** Start **

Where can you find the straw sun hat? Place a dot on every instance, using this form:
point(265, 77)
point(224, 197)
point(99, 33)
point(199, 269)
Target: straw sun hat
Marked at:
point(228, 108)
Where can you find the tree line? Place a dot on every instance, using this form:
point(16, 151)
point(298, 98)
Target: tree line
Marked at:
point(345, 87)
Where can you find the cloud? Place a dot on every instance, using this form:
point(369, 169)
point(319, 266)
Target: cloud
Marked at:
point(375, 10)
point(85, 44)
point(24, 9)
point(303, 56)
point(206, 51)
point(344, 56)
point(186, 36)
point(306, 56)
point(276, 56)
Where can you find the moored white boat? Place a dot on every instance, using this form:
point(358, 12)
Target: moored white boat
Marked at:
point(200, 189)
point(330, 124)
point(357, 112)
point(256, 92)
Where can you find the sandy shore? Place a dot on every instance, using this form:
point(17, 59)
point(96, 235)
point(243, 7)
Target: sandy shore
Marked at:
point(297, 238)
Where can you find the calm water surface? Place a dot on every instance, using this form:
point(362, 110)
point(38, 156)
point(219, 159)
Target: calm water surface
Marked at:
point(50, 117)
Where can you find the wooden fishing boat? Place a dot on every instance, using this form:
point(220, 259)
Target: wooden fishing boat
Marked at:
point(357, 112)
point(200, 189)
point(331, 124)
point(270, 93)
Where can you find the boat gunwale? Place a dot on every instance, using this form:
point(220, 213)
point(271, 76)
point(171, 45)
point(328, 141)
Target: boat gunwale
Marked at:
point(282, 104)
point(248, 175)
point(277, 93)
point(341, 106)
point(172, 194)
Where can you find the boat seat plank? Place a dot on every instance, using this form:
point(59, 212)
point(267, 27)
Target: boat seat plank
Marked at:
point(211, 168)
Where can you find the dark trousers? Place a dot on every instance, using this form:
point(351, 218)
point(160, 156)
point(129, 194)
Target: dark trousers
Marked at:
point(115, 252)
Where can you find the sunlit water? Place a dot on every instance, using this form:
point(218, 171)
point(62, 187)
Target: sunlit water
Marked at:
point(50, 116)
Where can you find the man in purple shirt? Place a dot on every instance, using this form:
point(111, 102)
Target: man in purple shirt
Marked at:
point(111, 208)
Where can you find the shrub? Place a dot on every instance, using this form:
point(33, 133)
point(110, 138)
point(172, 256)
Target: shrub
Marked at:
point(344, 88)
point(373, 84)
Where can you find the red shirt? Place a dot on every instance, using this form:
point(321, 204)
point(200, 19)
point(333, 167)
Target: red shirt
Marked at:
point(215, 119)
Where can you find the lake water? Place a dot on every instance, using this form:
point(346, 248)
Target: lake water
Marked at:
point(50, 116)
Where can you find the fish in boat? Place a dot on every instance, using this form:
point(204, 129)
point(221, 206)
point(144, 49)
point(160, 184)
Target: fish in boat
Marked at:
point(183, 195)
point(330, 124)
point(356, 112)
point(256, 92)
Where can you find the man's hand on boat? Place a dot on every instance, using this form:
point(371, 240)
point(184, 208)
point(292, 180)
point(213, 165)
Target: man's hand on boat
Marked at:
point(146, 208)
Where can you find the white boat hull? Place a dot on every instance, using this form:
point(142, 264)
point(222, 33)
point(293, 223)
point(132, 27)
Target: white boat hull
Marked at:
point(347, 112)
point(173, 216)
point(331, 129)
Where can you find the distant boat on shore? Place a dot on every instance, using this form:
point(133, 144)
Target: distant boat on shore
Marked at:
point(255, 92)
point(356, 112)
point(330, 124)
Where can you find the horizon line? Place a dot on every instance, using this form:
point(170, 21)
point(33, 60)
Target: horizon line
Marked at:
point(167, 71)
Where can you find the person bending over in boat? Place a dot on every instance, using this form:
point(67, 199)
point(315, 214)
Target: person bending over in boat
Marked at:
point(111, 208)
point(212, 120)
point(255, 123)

** End **

* **GOAL**
Can you print all of the records above again, word for word, with every line unchanged and in the same order?

* **FULL OUTPUT**
Where can you find the straw sun hat? Place a dot on every instance, using this form:
point(265, 77)
point(224, 197)
point(99, 33)
point(199, 269)
Target: straw sun hat
Marked at:
point(228, 108)
Where can you find the tree line? Place a dot on every instance, using this form:
point(16, 151)
point(298, 98)
Target: tree line
Marked at:
point(345, 87)
Where can you find the cloud? Place a dot on every instance, using this form:
point(369, 169)
point(319, 266)
Target: cloud
Marked at:
point(375, 10)
point(85, 44)
point(24, 9)
point(303, 56)
point(206, 51)
point(344, 56)
point(186, 36)
point(306, 56)
point(276, 56)
Where can you find the moored white boat? Place a dot on every instance, using this form:
point(358, 12)
Target: moored white boat
Marked at:
point(200, 189)
point(330, 124)
point(357, 112)
point(256, 92)
Where can you find the sandy shore? Place a dot on every instance, using this form:
point(17, 59)
point(96, 235)
point(243, 7)
Target: sandy shore
Marked at:
point(297, 238)
Where can you find the calm water surface? Place a dot on every instance, using this form:
point(362, 110)
point(38, 156)
point(219, 159)
Target: calm water surface
Marked at:
point(50, 117)
Where can you find the wooden fishing boat? Place a dot on every instance, using this form:
point(220, 259)
Target: wooden fishing boat
Marked at:
point(357, 112)
point(200, 189)
point(331, 124)
point(270, 93)
Where can you find the boat gunwale? Place a dot on every instance, using this form:
point(220, 213)
point(271, 76)
point(171, 45)
point(328, 141)
Target: boat gunwale
Marked at:
point(282, 104)
point(248, 175)
point(277, 93)
point(341, 106)
point(172, 194)
Where can you find the boat seat plank? Place a dot on every instance, using this form:
point(59, 212)
point(267, 27)
Target: boat seat plank
Marked at:
point(211, 168)
Where can you find the dark trousers? Place a dot on every instance, using this form:
point(351, 218)
point(160, 156)
point(129, 194)
Target: dark trousers
Marked at:
point(115, 252)
Where can you find the sunlit water? Place a dot on every instance, using this form:
point(218, 171)
point(62, 187)
Target: sunlit water
Marked at:
point(50, 116)
Where can you find the man in purple shirt? Place a dot on every instance, using this form:
point(111, 102)
Target: man in purple shirt
Marked at:
point(111, 208)
Where can you find the shrub? Place a dot on every instance, using this form:
point(33, 133)
point(110, 138)
point(172, 256)
Target: shrub
Marked at:
point(344, 88)
point(373, 84)
Where can you find the red shirt? Place a dot on every instance, using this form:
point(321, 204)
point(200, 19)
point(333, 167)
Target: red shirt
Marked at:
point(215, 119)
Where can you find the lake water? Place a dot on every instance, using this form:
point(346, 248)
Target: lake water
Marked at:
point(50, 116)
Where can you find the fish in boat? Place a dot on every instance, using this form:
point(204, 129)
point(221, 206)
point(144, 49)
point(160, 184)
Target: fish in boat
Marked at:
point(183, 195)
point(330, 124)
point(356, 112)
point(256, 92)
Where can you find the man's hand on boat? Place a dot on every instance, using this form:
point(371, 240)
point(184, 208)
point(292, 180)
point(213, 165)
Target: man's hand on boat
Marked at:
point(146, 208)
Where can you find the white boat hull? Place a dot on every instance, using this form:
point(142, 264)
point(222, 33)
point(293, 223)
point(132, 27)
Target: white boat hull
Marked at:
point(347, 112)
point(173, 216)
point(331, 129)
Where can you find the distant boat on shore? Place a dot on every instance, using this form:
point(133, 144)
Target: distant boat on shore
Marked at:
point(255, 92)
point(356, 112)
point(330, 124)
Where can you find the horizon line? Place a dot on every instance, using this form:
point(170, 21)
point(33, 60)
Target: horizon line
Marked at:
point(167, 71)
Where can you find the person bending over in boat? Place a dot on every instance, using this form:
point(67, 199)
point(315, 214)
Target: person bending over in boat
Marked at:
point(111, 208)
point(212, 120)
point(255, 123)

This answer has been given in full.